課題の内容:
• A. 本の紹介文によると、電子書籍の定価は本体価格を含めていくらですか。
• B. 本の紹介文から、「エジプト考古学者として、エジ」の言葉から書き始めて「から見ていこうというわけだ。」まで書いたところで止め、その部分を一字も変えずに抜き出してください。

本の紹介文:
########

イスラム教徒の頭の中 アラブ人と日本人、何が違って何が同じ?
エジプト考古学者として、エジプト人女性との結婚(離婚)を通じて、アラブ社会とともに歩んだ吉村先生が見聞きしてきたアラブ人の本質を描いた一冊。
“契約結婚”が当たり前のアラブ式の結婚観、アラブの家庭、アラブの女性たちの考え方など深く入り込んだからこそわかる、彼らの行動様式から吉村式のつきあい方を教えます。
- 書籍:定価1650円(本体1,500円)
- 電子書籍:定価1320円(本体1,200円)
- 2017.02.28発行
内容
今こそ知りたい、日本人とアラブ人、何が違って何が同じ?
吉村先生の目を通して見えてきた、イスラム教社会の本当のところ。
アラブ式あいさつでは、お天気の話はダメって知ってた?
まずは目の前にいる相手を尊重することがアラブ社会では大事とされていること。
「なぜ?」がわかれば、もっとわかりあえます。
アラブ入門に最適な一冊です。
まえがき
本書は、アラブの人たちと日本人はどうつきあったらいいかという問題を考えるための一冊である。アブラをもったアラブにただ頭をさげるだけでは長い将来を考えると良くないから、まずアラブとはどんなひとたちかを内面的なところから見ていこうというわけだ。

########

データ抜粋:
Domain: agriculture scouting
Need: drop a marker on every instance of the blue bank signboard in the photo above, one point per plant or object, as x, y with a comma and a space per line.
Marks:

########

解答一覧:
• A. 定価1320円(本体1,200円)です。

• B.
エジプト考古学者として、エジプト人女性との結婚(離婚)を通じて、アラブ社会とともに歩んだ吉村先生が見聞きしてきたアラブ人の本質を描いた一冊。
“契約結婚”が当たり前のアラブ式の結婚観、アラブの家庭、アラブの女性たちの考え方など深く入り込んだからこそわかる、彼らの行動様式から吉村式のつきあい方を教えます。
- 書籍:定価1650円(本体1,500円)
- 電子書籍:定価1320円(本体1,200円)
- 2017.02.28発行
内容
今こそ知りたい、日本人とアラブ人、何が違って何が同じ?
吉村先生の目を通して見えてきた、イスラム教社会の本当のところ。
アラブ式あいさつでは、お天気の話はダメって知ってた?
まずは目の前にいる相手を尊重することがアラブ社会では大事とされていること。
「なぜ?」がわかれば、もっとわかりあえます。
アラブ入門に最適な一冊です。
まえがき
本書は、アラブの人たちと日本人はどうつきあったらいいかという問題を考えるための一冊である。アブラをもったアラブにただ頭をさげるだけでは長い将来を考えると良くないから、まずアラブとはどんなひとたちかを内面的なところから見ていこうというわけだ。